True to Poetry in my Fashion by Peter Jeffery, Regime Books 2015, was launched by Allan Padgett on 28 June 2015 at Lazy Susan’s Comedy Den, Perth
Thank you, Peter Jeffery, for asking me to launch True to Poetry in my Fashion – your first book of poems for nearly 50 years. I am truly honoured.
Unlike many, if not most of us here tonight, I have known Peter for only a short six years or so, a very small fraction of the whole he has spent mixing it with key poets, writers and other arts luminaries and making waves in the literary, television, radio and education ponds of Western Australia in particular, and in the rest of Australia and internationally.
There are many, many reasons why I am happy to have discovered Perth Poetry Club in its early days at The Moon Café in Northbridge, especially the 100 or more exciting, engaging, innovative and friendly poets who have frequented that wonderful free-range venue over that period. One of those who came into view was Peter, who quite early on offered to meet me over a coffee in the city and provide some practical advice on how to better close my poems. Although this session didn’t eventuate, it did make me reflect a little more and become more conscious of the impact a good ending can have. He hasn’t called me since, so something must have gone right!

» **Exercise directions**:
Please reproduce the book launch speech word for word, starting at "There are many, many" and ending at "have gone right!".

» **Entries shown**:

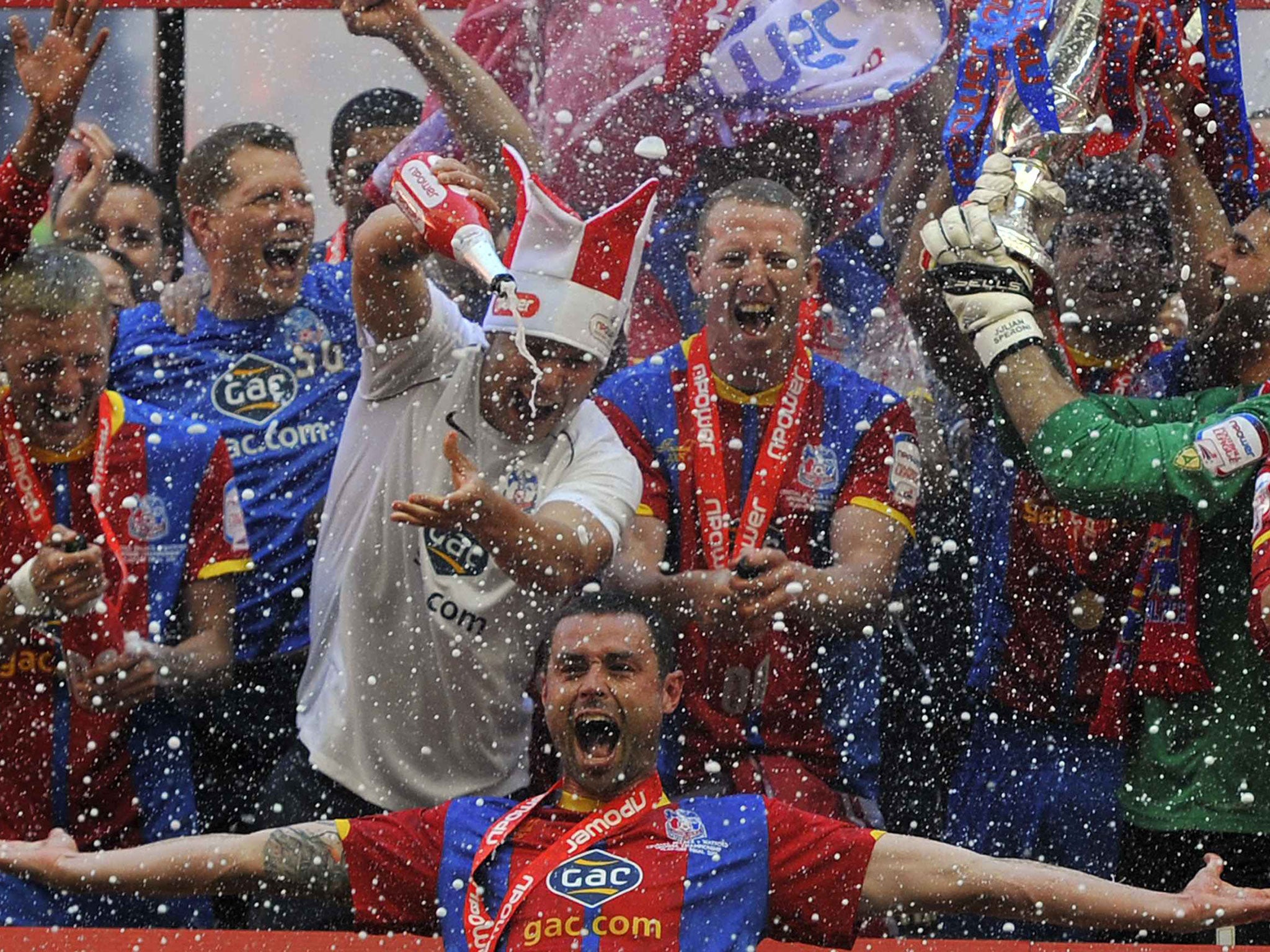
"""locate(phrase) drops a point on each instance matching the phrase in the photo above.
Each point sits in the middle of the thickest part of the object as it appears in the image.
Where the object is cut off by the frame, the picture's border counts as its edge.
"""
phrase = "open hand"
(115, 682)
(40, 860)
(1208, 901)
(54, 74)
(454, 511)
(91, 168)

» **Final answer**:
There are many, many reasons why I am happy to have discovered Perth Poetry Club in its early days at The Moon Café in Northbridge, especially the 100 or more exciting, engaging, innovative and friendly poets who have frequented that wonderful free-range venue over that period. One of those who came into view was Peter, who quite early on offered to meet me over a coffee in the city and provide some practical advice on how to better close my poems. Although this session didn’t eventuate, it did make me reflect a little more and become more conscious of the impact a good ending can have. He hasn’t called me since, so something must have gone right!